■ Exercise description ■
Pick out each line in the items below that contains the word "metal" with the same capitalization, and copy those lines.

■ Data records ■
## Begin

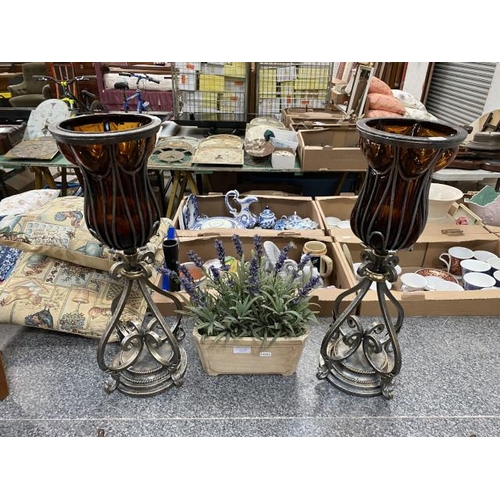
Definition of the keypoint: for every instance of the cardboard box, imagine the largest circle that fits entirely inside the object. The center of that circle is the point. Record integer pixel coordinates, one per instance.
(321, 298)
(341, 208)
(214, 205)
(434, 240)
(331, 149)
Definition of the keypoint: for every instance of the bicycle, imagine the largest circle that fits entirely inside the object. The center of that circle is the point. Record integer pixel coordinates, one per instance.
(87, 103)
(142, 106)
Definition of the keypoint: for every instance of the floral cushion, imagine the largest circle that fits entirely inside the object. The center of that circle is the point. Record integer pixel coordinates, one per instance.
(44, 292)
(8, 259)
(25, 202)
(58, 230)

## End
## Begin

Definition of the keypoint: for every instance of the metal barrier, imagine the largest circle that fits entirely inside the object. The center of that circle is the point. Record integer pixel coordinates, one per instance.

## End
## Begin

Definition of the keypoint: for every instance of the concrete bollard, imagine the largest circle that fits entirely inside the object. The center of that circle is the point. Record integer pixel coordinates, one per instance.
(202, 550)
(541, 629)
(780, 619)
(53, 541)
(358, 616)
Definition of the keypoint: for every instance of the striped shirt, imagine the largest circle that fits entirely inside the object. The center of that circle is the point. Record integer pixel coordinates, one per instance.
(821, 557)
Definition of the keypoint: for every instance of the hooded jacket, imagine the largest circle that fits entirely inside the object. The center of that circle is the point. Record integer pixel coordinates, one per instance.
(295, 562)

## End

■ Correct result ■
Definition of the keypoint: for every instance of the metal barrier, imagine the largest circle that fits entirely inside the object. The center of that circle is the point. Record integer pixel coordinates, one per instance.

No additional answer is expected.